Article
Patrick Ali Pahlavi (; born 1 September 1947) is a member of the deposed Pahlavi dynasty of Iran and was heir presumptive from 1954 to 1960. According to the former constitution of Iran Patrick was the first in the line of succession to the throne. In 1960, however, with the birth of Reza Pahlavi, the latter became the heir apparent. If the Iranian monarchy were to be restored, he would become the heir presumptive to the throne.

Early life

Born in Paris, Patrick Ali Pahlavi is a son of Prince Ali Reza Pahlavi and his wife Christiane Cholewski (or Choleski), a Frenchwoman, of Polish descent (although no record of his parents' 20 November 1946 wedding in the 16th arrondissement of Paris, France, is on official record there). His father chose for him an Irish name popular in France, 'Patrick', and his mother chose for him a Muslim name, 'Ali', which made 'Patrick Ali' his full given name. On his birth he was baptized. Christiane had a son from a previous marriage, "Joachim Christian Philippe Pahlavi", born 15 September 1941.

As his father was the second son of Reza Shah, founder of the Pahlavi dynasty and Shah of Iran, Patrick Ali is a nephew of Mohammad Reza Pahlavi, the last Shah. His father was the heir presumptive to his sonless brother's throne and following his death in a plane crash in 1954, Patrick Pahlavi succeeded him as heir presumptive.

In February 1955, Prince Patrick Ali was at the centre of a dispute between his mother and his uncle, Mohammad Reza Pahlavi the Shah. As heir to the throne, his uncle wanted him enrolled at the Maria Jose School in Switzerland to receive a "proper court education" while his mother wanted to take him to Paris so he would be closer to her. Because of the dispute, he was placed in "protective custody" with policemen guarding his suite at the Hotel Excelsior in Italy until his mother gave into the Shah's demands and he was enrolled at the school. In March, Pahlavi's mother took him from his school without the Iranian embassy or the Swiss authorities knowing.

In 1960, with the birth of a son for his uncle, Pahlavi lost his place as first in the line of succession to the Iranian throne.

Task set
(a) In the Patrick Ali Pahlavi biography, which school did his uncle want him enrolled at?
(b) Write what comes next in the Patrick Ali Pahlavi biography, picking up after its final sentence.
The data that comes next isn't needed.

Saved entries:
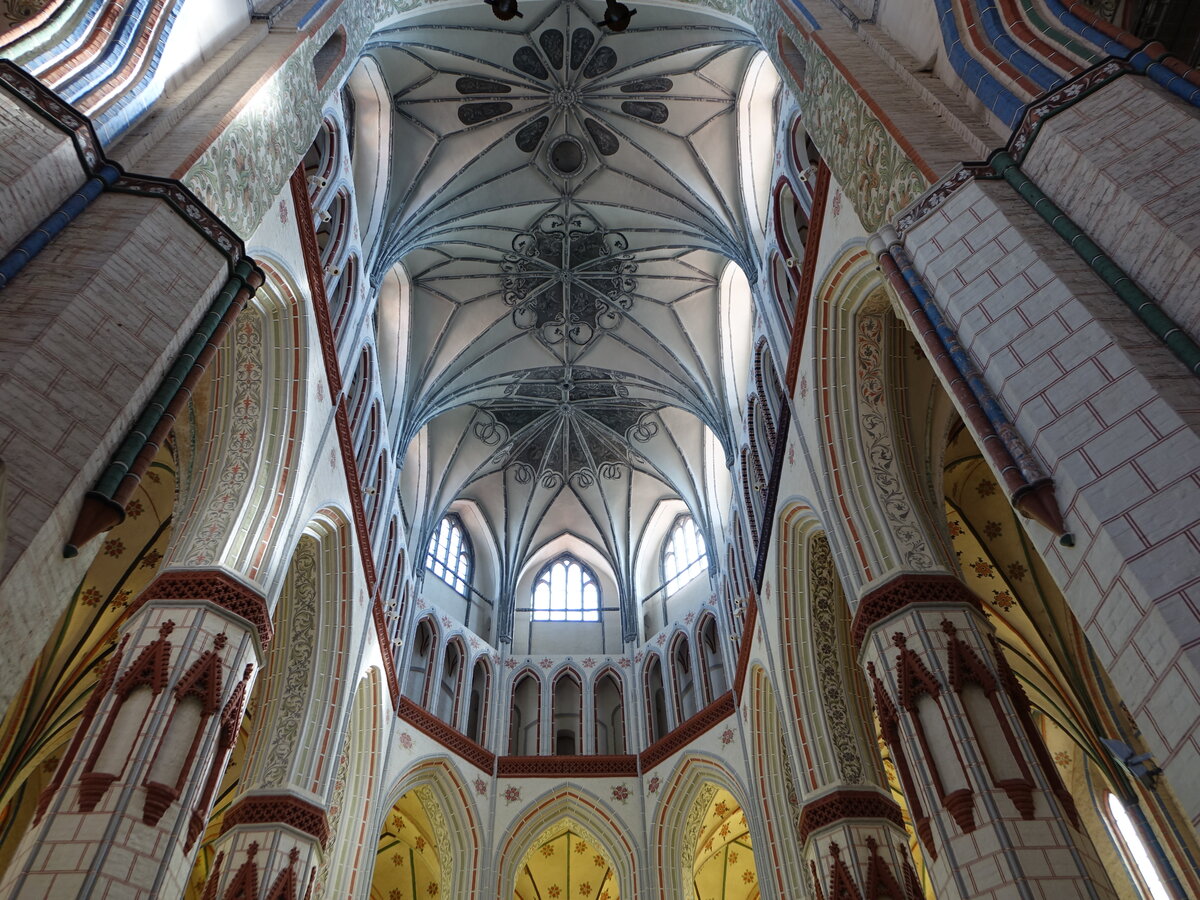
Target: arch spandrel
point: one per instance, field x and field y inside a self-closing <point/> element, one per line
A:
<point x="881" y="522"/>
<point x="438" y="787"/>
<point x="552" y="814"/>
<point x="246" y="449"/>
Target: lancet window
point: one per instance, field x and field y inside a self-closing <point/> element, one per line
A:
<point x="567" y="591"/>
<point x="684" y="555"/>
<point x="449" y="556"/>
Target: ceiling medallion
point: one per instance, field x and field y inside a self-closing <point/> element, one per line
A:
<point x="565" y="155"/>
<point x="574" y="424"/>
<point x="569" y="280"/>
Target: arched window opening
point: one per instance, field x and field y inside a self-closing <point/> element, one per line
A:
<point x="341" y="295"/>
<point x="568" y="705"/>
<point x="1134" y="852"/>
<point x="793" y="60"/>
<point x="657" y="700"/>
<point x="449" y="556"/>
<point x="321" y="160"/>
<point x="448" y="684"/>
<point x="684" y="556"/>
<point x="419" y="661"/>
<point x="771" y="389"/>
<point x="712" y="663"/>
<point x="333" y="228"/>
<point x="567" y="591"/>
<point x="610" y="723"/>
<point x="475" y="712"/>
<point x="684" y="678"/>
<point x="525" y="717"/>
<point x="784" y="287"/>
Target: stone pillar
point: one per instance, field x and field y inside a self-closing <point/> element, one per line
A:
<point x="989" y="808"/>
<point x="269" y="841"/>
<point x="855" y="846"/>
<point x="117" y="819"/>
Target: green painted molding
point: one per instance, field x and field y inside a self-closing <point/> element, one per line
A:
<point x="1144" y="306"/>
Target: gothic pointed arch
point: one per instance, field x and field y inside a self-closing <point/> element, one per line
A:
<point x="826" y="691"/>
<point x="305" y="669"/>
<point x="688" y="815"/>
<point x="235" y="503"/>
<point x="359" y="768"/>
<point x="883" y="519"/>
<point x="556" y="813"/>
<point x="775" y="784"/>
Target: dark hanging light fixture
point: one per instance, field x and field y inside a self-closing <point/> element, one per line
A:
<point x="616" y="16"/>
<point x="504" y="10"/>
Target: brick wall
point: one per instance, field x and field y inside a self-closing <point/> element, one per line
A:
<point x="89" y="330"/>
<point x="1116" y="420"/>
<point x="39" y="169"/>
<point x="1125" y="163"/>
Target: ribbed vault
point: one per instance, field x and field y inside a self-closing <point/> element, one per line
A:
<point x="562" y="204"/>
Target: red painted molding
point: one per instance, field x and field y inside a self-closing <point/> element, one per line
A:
<point x="808" y="274"/>
<point x="623" y="766"/>
<point x="905" y="591"/>
<point x="739" y="676"/>
<point x="217" y="588"/>
<point x="445" y="735"/>
<point x="676" y="741"/>
<point x="847" y="804"/>
<point x="345" y="437"/>
<point x="273" y="809"/>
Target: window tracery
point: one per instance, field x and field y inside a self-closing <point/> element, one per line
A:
<point x="684" y="555"/>
<point x="567" y="591"/>
<point x="450" y="556"/>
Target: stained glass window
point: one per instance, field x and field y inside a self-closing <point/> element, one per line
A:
<point x="567" y="591"/>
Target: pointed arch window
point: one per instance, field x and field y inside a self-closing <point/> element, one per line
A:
<point x="684" y="555"/>
<point x="567" y="591"/>
<point x="449" y="556"/>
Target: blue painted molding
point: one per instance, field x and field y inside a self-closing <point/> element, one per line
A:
<point x="67" y="211"/>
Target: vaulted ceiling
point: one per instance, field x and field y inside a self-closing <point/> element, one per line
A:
<point x="563" y="203"/>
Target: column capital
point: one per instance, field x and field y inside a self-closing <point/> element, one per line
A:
<point x="279" y="809"/>
<point x="845" y="804"/>
<point x="215" y="587"/>
<point x="907" y="589"/>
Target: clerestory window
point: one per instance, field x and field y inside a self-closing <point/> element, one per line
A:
<point x="567" y="591"/>
<point x="684" y="556"/>
<point x="449" y="556"/>
<point x="1135" y="853"/>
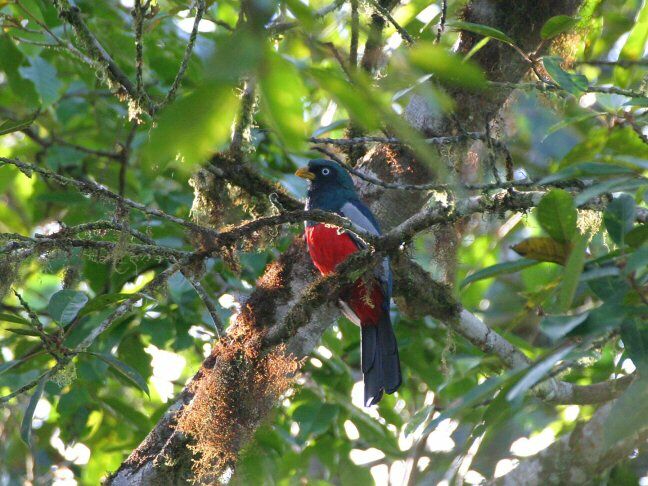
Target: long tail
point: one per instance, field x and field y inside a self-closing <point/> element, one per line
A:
<point x="380" y="363"/>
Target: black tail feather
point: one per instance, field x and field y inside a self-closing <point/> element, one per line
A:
<point x="380" y="362"/>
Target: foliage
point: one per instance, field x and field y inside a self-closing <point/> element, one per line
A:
<point x="575" y="304"/>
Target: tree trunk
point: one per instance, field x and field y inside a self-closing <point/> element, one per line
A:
<point x="239" y="384"/>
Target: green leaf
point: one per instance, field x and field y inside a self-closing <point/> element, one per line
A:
<point x="635" y="342"/>
<point x="446" y="66"/>
<point x="586" y="169"/>
<point x="557" y="215"/>
<point x="635" y="43"/>
<point x="628" y="413"/>
<point x="499" y="269"/>
<point x="601" y="320"/>
<point x="484" y="30"/>
<point x="637" y="260"/>
<point x="14" y="318"/>
<point x="556" y="327"/>
<point x="543" y="249"/>
<point x="124" y="370"/>
<point x="572" y="272"/>
<point x="282" y="92"/>
<point x="65" y="304"/>
<point x="314" y="418"/>
<point x="33" y="8"/>
<point x="347" y="95"/>
<point x="10" y="126"/>
<point x="25" y="426"/>
<point x="205" y="116"/>
<point x="102" y="301"/>
<point x="557" y="25"/>
<point x="619" y="218"/>
<point x="573" y="83"/>
<point x="475" y="395"/>
<point x="45" y="79"/>
<point x="537" y="372"/>
<point x="637" y="236"/>
<point x="613" y="185"/>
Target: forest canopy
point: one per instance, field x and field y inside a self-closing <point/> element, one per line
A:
<point x="161" y="321"/>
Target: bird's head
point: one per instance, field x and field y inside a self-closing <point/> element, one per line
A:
<point x="330" y="185"/>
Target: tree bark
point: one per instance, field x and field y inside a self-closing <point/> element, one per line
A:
<point x="576" y="458"/>
<point x="164" y="456"/>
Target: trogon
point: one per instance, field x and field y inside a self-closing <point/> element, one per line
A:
<point x="365" y="302"/>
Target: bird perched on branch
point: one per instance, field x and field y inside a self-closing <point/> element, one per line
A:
<point x="365" y="302"/>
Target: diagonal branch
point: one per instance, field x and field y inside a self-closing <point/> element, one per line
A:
<point x="101" y="60"/>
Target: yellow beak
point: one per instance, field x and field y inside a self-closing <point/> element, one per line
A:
<point x="304" y="173"/>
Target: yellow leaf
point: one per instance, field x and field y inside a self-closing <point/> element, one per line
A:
<point x="543" y="249"/>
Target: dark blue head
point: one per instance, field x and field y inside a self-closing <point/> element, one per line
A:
<point x="330" y="185"/>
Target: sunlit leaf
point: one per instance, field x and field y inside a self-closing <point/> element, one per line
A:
<point x="45" y="79"/>
<point x="124" y="370"/>
<point x="282" y="92"/>
<point x="484" y="30"/>
<point x="572" y="272"/>
<point x="65" y="304"/>
<point x="314" y="418"/>
<point x="556" y="327"/>
<point x="635" y="342"/>
<point x="10" y="126"/>
<point x="557" y="215"/>
<point x="102" y="301"/>
<point x="613" y="185"/>
<point x="205" y="115"/>
<point x="586" y="169"/>
<point x="543" y="249"/>
<point x="537" y="372"/>
<point x="447" y="67"/>
<point x="637" y="236"/>
<point x="22" y="331"/>
<point x="619" y="217"/>
<point x="627" y="415"/>
<point x="634" y="45"/>
<point x="573" y="83"/>
<point x="499" y="269"/>
<point x="26" y="425"/>
<point x="6" y="317"/>
<point x="557" y="25"/>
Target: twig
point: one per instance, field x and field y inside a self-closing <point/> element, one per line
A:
<point x="200" y="10"/>
<point x="355" y="27"/>
<point x="282" y="26"/>
<point x="31" y="384"/>
<point x="96" y="190"/>
<point x="241" y="134"/>
<point x="385" y="13"/>
<point x="125" y="306"/>
<point x="138" y="16"/>
<point x="442" y="21"/>
<point x="206" y="299"/>
<point x="629" y="119"/>
<point x="540" y="86"/>
<point x="99" y="58"/>
<point x="45" y="244"/>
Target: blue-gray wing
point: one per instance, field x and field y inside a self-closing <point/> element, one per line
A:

Expected results
(a) The Maria Jose School in Switzerland.

(b)
When he returned to Iran in the beginning of the 1970s, he spoke out publicly about the corruption of the regime of his uncle the Shah. In 1975, he was arrested and jailed at Evin prison, where he faced daily interrogations and psychological torture, including a fake execution.

Exile

Following the Iranian revolution and overthrow of the Shah in early 1979, Pahlavi was the only prince to remain in Iran. He writes, "There, the Clergy was divided about me. There was those who saw in me the danger of a return to the Pahlavi and those who saw in me a possible solution. Four times I was brought to Evin prison again and four times my partisans released me." He left for exile three days before he was due to go on trial where he might have faced a death sentence.

Pahlavi studied and practiced a number of religions and spiritualities, including Taoism, Buddhism (Zen), Hinduism (Advaita), Judaism, Christianity and Islam over a forty-year period.

Pahlavi was married in 1972 to Sonja Lauman; together they have three sons:
 Prince Davoud Pahlavi (born 7 July 1972)
 Prince Houd Pahlavi (born 26 November 1973)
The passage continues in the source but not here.